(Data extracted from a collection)
┌──
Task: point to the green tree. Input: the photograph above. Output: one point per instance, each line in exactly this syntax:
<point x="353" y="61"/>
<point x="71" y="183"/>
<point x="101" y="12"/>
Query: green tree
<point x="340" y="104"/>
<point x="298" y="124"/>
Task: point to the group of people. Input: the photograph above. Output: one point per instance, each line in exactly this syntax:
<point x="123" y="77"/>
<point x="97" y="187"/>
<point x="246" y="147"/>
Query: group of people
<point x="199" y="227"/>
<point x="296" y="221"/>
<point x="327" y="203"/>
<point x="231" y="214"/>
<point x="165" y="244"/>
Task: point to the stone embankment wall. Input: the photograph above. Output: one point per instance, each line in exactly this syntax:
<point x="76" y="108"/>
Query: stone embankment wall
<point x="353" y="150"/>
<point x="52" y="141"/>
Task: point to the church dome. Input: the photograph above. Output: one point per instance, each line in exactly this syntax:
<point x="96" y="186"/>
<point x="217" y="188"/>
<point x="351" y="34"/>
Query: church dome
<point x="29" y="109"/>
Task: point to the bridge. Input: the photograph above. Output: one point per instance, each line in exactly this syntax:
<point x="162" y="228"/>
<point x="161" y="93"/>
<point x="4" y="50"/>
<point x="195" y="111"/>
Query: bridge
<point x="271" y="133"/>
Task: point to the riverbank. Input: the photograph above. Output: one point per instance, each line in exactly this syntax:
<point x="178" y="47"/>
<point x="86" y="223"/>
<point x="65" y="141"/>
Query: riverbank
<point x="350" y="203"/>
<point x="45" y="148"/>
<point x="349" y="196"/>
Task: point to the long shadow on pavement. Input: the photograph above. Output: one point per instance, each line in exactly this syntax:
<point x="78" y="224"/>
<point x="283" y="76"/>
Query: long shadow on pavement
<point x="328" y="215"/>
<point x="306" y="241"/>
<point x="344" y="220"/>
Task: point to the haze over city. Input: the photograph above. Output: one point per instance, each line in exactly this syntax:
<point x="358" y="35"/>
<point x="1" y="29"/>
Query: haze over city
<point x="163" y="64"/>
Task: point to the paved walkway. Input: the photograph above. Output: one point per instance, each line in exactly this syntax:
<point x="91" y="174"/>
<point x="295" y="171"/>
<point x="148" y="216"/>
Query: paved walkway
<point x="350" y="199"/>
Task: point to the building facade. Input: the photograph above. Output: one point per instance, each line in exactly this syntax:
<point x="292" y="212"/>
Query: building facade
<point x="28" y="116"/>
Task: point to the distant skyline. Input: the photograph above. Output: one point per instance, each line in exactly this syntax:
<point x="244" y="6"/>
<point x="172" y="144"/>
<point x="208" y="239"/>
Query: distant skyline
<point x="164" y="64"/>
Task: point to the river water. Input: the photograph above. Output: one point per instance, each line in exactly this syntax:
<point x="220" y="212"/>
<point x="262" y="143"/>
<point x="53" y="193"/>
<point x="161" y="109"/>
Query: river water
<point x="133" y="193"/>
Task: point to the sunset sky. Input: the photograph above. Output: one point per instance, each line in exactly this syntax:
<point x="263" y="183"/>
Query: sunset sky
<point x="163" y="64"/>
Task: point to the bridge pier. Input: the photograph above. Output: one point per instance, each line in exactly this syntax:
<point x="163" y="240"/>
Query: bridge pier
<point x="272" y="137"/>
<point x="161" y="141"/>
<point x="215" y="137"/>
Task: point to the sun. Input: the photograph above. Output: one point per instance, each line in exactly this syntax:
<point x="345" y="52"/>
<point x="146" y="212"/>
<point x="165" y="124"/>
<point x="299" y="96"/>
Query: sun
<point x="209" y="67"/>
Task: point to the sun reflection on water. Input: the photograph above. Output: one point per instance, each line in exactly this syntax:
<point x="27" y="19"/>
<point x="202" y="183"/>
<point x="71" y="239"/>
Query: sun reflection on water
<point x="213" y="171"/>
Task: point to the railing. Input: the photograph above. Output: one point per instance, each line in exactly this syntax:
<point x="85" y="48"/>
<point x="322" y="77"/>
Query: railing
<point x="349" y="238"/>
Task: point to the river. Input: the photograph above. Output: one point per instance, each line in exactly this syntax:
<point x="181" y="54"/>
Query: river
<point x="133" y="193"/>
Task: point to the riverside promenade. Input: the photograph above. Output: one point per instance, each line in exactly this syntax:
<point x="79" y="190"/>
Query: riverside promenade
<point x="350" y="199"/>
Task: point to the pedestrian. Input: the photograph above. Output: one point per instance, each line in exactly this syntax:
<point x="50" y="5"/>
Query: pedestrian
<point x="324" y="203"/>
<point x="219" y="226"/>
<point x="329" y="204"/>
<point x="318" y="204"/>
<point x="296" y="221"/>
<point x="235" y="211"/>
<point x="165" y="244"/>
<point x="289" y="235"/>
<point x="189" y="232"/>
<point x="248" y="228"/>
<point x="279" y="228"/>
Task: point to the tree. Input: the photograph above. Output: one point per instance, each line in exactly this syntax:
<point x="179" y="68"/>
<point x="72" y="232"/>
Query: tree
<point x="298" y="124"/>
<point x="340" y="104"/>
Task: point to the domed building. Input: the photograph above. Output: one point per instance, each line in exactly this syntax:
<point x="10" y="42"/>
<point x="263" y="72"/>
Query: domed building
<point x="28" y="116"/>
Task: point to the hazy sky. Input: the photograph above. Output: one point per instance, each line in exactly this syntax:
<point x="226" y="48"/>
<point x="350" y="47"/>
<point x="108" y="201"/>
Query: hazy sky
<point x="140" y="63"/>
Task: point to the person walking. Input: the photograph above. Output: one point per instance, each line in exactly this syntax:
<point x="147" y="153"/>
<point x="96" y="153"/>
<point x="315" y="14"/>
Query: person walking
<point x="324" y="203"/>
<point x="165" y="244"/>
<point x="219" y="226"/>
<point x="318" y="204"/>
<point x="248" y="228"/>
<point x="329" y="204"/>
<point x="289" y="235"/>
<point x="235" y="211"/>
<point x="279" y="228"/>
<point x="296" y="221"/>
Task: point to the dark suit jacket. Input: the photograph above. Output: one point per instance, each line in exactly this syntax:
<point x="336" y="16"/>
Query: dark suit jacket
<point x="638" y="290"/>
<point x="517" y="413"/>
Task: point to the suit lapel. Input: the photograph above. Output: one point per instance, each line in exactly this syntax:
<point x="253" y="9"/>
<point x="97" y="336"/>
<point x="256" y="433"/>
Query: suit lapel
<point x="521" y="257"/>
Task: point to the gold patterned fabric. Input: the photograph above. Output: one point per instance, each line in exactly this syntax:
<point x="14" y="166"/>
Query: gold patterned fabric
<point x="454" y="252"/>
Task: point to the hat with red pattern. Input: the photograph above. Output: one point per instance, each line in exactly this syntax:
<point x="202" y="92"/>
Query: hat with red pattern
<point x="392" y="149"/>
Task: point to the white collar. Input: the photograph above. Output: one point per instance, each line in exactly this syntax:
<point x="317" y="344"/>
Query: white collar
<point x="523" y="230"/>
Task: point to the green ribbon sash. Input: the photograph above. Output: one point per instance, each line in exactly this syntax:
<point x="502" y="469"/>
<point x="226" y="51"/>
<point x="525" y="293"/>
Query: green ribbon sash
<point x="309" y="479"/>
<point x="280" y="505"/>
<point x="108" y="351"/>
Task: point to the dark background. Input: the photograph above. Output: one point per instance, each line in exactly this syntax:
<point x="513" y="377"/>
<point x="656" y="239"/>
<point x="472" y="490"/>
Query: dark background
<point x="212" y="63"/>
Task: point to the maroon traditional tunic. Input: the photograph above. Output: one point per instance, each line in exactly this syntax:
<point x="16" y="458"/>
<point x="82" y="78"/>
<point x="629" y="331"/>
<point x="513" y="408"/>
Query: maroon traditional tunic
└──
Show all lines in the entries above where the string "maroon" appears.

* **Worked solution**:
Task: point to the maroon traditional tunic. Input: the photograph above. Output: one point per instance, each line in exactly this syntax:
Query: maroon traditional tunic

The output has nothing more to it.